RECORDS SHOWN
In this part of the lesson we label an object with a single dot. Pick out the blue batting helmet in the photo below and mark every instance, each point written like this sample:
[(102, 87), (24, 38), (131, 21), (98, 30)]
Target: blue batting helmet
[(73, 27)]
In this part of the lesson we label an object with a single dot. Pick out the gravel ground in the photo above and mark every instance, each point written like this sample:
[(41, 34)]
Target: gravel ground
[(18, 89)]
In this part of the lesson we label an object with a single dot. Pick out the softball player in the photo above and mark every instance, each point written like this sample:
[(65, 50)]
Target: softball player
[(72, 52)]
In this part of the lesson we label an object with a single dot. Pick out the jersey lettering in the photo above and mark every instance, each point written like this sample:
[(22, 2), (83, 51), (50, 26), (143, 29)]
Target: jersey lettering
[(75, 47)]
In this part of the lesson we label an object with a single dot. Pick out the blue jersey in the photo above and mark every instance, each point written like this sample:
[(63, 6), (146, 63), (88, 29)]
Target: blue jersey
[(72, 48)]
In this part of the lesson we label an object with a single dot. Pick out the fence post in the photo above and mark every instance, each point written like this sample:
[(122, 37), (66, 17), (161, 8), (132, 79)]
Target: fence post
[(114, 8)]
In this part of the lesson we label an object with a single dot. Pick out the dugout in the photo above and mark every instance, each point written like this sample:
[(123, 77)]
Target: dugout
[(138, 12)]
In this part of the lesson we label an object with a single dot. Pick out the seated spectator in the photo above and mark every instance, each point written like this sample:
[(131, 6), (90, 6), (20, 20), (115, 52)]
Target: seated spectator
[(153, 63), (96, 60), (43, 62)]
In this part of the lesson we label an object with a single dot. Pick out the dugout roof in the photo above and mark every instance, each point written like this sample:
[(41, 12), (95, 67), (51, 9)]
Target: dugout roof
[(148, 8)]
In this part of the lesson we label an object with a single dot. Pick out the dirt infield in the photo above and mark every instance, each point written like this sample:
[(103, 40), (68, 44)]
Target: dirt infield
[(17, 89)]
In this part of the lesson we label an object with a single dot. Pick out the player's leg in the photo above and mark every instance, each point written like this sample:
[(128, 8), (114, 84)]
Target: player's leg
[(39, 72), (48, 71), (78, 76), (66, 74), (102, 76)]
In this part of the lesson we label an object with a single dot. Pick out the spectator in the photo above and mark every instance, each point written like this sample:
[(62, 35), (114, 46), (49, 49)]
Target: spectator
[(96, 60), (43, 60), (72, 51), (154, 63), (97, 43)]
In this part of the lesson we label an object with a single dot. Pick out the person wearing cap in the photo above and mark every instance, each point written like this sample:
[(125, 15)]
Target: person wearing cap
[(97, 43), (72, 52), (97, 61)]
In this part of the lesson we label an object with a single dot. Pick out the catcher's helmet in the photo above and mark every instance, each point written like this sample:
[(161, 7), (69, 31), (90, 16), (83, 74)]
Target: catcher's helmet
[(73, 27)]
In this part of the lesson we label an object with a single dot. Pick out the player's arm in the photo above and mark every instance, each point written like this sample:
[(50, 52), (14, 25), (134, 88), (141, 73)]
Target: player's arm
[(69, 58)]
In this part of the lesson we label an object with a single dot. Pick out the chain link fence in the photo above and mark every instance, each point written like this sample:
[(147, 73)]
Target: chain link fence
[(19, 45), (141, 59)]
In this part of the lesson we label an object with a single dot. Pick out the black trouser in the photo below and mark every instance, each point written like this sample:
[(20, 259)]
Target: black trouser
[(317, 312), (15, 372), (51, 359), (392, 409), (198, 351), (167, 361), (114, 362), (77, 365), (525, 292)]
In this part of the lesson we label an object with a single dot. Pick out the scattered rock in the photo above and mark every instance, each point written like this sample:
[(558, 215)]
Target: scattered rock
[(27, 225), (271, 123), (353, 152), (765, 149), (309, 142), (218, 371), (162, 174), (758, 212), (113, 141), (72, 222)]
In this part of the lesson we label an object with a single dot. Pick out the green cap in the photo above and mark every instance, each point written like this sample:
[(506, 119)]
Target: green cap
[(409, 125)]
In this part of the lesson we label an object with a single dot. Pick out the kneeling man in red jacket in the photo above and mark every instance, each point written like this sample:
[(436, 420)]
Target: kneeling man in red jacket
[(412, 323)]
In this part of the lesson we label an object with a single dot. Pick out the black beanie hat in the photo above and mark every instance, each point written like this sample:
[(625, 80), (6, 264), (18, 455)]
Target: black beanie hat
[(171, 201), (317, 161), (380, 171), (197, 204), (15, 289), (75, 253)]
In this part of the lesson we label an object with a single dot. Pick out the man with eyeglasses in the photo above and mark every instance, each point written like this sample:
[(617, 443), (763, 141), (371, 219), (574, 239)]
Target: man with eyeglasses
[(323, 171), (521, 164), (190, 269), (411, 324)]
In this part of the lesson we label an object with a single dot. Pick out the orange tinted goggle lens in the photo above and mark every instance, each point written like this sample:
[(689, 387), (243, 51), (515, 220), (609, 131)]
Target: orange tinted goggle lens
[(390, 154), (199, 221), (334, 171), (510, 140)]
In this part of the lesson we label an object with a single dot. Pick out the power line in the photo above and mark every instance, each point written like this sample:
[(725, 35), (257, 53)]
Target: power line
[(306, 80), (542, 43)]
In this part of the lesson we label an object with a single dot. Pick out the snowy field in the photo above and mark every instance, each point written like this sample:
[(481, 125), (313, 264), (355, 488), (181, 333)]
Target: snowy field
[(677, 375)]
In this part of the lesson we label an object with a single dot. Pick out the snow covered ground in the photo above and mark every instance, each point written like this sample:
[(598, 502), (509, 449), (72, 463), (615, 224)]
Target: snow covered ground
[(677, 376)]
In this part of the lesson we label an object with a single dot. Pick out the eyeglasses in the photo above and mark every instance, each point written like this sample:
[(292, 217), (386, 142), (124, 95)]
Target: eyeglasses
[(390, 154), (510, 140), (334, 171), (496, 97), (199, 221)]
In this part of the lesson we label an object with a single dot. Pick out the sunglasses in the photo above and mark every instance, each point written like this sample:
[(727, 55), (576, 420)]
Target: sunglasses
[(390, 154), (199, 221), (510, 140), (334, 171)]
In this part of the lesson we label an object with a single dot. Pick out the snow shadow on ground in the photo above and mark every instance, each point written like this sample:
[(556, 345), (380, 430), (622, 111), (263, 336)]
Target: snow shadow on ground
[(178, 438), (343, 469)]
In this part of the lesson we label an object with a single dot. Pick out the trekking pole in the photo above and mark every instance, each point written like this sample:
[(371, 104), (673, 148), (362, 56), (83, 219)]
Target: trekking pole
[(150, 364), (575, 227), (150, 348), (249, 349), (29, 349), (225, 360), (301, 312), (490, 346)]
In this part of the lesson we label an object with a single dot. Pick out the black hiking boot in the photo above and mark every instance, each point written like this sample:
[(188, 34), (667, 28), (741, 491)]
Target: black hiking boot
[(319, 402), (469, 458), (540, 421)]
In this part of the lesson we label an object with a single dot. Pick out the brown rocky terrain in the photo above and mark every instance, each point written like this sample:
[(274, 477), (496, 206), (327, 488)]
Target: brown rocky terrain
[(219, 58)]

WHAT THE EXERCISE ASKS
Reproduce every one of the records above verbatim, without changing any wording, punctuation, or number.

SOLUTION
In this part of the lesson we label an object with a single dot. Pick out the blue batting helmet in the photo below and mark every instance, each point written like this sample:
[(102, 87), (24, 38), (131, 21), (98, 30)]
Target: blue batting helmet
[(73, 27)]
In this part of the lesson we label an object with a single dot. Pick out the gravel ground in the photo above and mark every instance, each point written like this sample:
[(41, 34)]
Target: gravel ground
[(18, 89)]
In this part of the lesson we label an object with a single dot. Pick out the softball player in the photo above and mark every instance, each point written like this sample:
[(65, 50)]
Target: softball player
[(72, 52)]
In this part of the lesson we label an object with a single dot. Pick out the jersey lettering in the photo above and mark every instance, each point written like this sample:
[(22, 2), (83, 51), (50, 26), (143, 29)]
Target: jersey lettering
[(75, 47)]
In this part of the lesson we label an object with a single dot. Pick out the blue jersey in the photo above and mark every instance, each point written like this sample:
[(63, 6), (146, 63), (88, 29)]
Target: blue jersey
[(72, 48)]
In this part of the lesson we label an object with a single dot. Pick out the fence post in the photo above and mark every instance, each point written like this sample:
[(122, 37), (66, 17), (161, 8), (132, 79)]
Target: fence post
[(114, 8)]
In this part of the lesson we label an object with a single dot. Pick out the dugout in the photo above and mark every instance, each point written like this sample:
[(123, 77)]
Target: dugout
[(138, 12)]
In this part of the lesson we label an object with a single dot. Pick out the seated spectator in the photo above and mark every instance, each point written like this sample:
[(131, 6), (90, 6), (20, 20), (115, 52)]
Target: seated spectator
[(153, 63), (96, 60), (43, 62)]
In this part of the lesson we label an object with a single dot. Pick out the dugout roof in the photo above and mark every instance, each point written like this sample:
[(41, 12), (95, 67), (51, 9)]
Target: dugout roof
[(148, 8)]
In this part of the lesson we label an object with a single dot. Pick out the dirt infield in the photo above and mark every instance, each point written like this sample:
[(103, 40), (68, 44)]
Target: dirt infield
[(17, 89)]
In this part of the lesson we label an object with a single dot. Pick out the player's leg in the photo above and mark every instance, each point written like this sample:
[(128, 8), (114, 84)]
Target: player's leg
[(39, 72), (48, 71), (78, 76), (66, 74), (102, 76)]
In this part of the lesson we label an object with a single dot. Pick out the spectator in the photo above and mark every instance, each point written like this sample:
[(62, 35), (114, 46), (49, 49)]
Target: spectator
[(96, 60), (43, 60), (72, 51), (154, 63), (97, 43)]
In this part of the lesson we label an object with a single dot. Pick out the person wearing cap in the photo above and mark every instance, each point written like this sample:
[(125, 15)]
Target: person wearing cap
[(97, 43), (72, 52), (97, 61)]
In this part of the lesson we label an object with a single dot. Pick out the catcher's helmet in the photo above and mark every instance, each point written like this sample:
[(161, 7), (69, 31), (90, 16), (83, 74)]
Target: catcher's helmet
[(73, 27)]
In this part of the lesson we label an object with a single dot. Pick out the player's arm in the photo above and mark every instance, each point written like this sample:
[(50, 52), (14, 25), (134, 88), (141, 73)]
Target: player's arm
[(69, 58)]
In this part of the lesson we label an object with a single dot. Pick out the chain link fence in the photo above and mark every instance, each point written like this sample:
[(147, 73)]
Target: chain link fence
[(19, 45), (141, 59)]
In this part of the lesson we label an object with a single dot. Pick out the black trouser in the photo below and mark every instance, each point written like this sample:
[(20, 259)]
Target: black trouser
[(317, 312), (15, 372), (51, 359), (392, 409), (198, 351), (167, 361), (114, 362), (77, 365), (525, 292)]
In this part of the lesson we label an object with a single dot. Pick out the scattered rock in the photo above and mark every instance, each point written like this sample:
[(558, 215)]
Target: scattered rock
[(27, 225), (271, 123), (353, 152), (765, 149), (309, 142), (218, 371), (162, 174), (758, 212), (113, 141), (72, 222)]
In this part of the lesson we label an object with a single dot. Pick out the green cap in the photo above and mark every instance, each point written like this sample:
[(506, 119)]
Target: green cap
[(409, 125)]
In this part of the lesson we label an object with a single dot. Pick out the kneeling man in red jacket in the photo above and mark every instance, each point written like this sample:
[(436, 420)]
Target: kneeling man in red jacket
[(412, 323)]
In this part of the lesson we label an object with a single dot. Pick out the black beanie hat in the photo above and mark every instance, each point written like this sample:
[(625, 80), (6, 264), (18, 455)]
Target: black beanie hat
[(171, 201), (317, 161), (380, 171), (197, 204), (15, 289), (75, 253)]
In this part of the lesson we label an object with a single dot. Pick out the man with eyeglasses in the photo above and mark every instance, each point written like this sample:
[(617, 443), (763, 141), (371, 219), (574, 239)]
Target: man with eyeglasses
[(323, 171), (521, 164), (190, 269), (411, 324)]
In this part of the lesson we label an object with a single dot. Pick out the orange tinted goggle lens in the photo above and mark every instance, each point written like this sample:
[(689, 387), (243, 51), (515, 220), (609, 131)]
Target: orange tinted goggle lens
[(390, 154), (199, 221), (334, 171), (510, 140)]
In this part of the lesson we label an object with a single dot. Pick out the power line in the photo above and mark every instance, each point written like this sample:
[(725, 35), (257, 53)]
Target: power line
[(306, 80), (542, 43)]
In this part of the lesson we label an object with a single dot. Pick out the snowy field in the photo above and mark every instance, each point written like this sample:
[(481, 125), (313, 264), (355, 488), (181, 333)]
Target: snowy field
[(677, 375)]
In this part of the lesson we label an object with a single dot. Pick out the snow covered ground in the photo above and mark every instance, each point written like this sample:
[(598, 502), (509, 449), (72, 463), (615, 224)]
Target: snow covered ground
[(677, 376)]
In this part of the lesson we label an object with a single dot. Pick out the eyeglasses in the photo above and mark every instance, each point written like this sample:
[(292, 217), (386, 142), (124, 95)]
Target: eyeglasses
[(390, 154), (510, 140), (334, 171), (496, 97), (199, 221)]
In this part of the lesson we label an object with a single dot. Pick out the sunglasses in the photo above and mark every instance, each point written like this sample:
[(727, 55), (576, 420)]
Target: sunglasses
[(390, 154), (199, 221), (510, 140), (334, 171)]
In this part of the lesson we label an object with a single dot. Pick out the snow shadow on ground in the photo above and mark every instance, each point written like this sample:
[(556, 345), (380, 430), (622, 111), (263, 336)]
Target: snow shadow on ground
[(178, 438), (343, 469)]
In this part of the lesson we label an object with a single dot. Pick out the trekking pole in the photo above and mark every instance, each point written like this sample:
[(371, 104), (673, 148), (362, 56), (83, 219)]
Target: trekking pole
[(150, 364), (575, 227), (150, 348), (249, 349), (29, 349), (225, 360), (301, 312), (490, 346)]
In this part of the lesson we label an object with a single dot. Pick out the black hiking boot in the photo above and mark every instance, each point written like this sample:
[(188, 34), (667, 28), (741, 491)]
Target: black hiking boot
[(319, 402), (469, 458), (540, 421)]
In this part of the lesson we label an object with a single dot. Pick out the brown rocky terrain in the photo above and mark every instance, each point written like this sample:
[(274, 477), (496, 206), (327, 488)]
Target: brown rocky terrain
[(219, 58)]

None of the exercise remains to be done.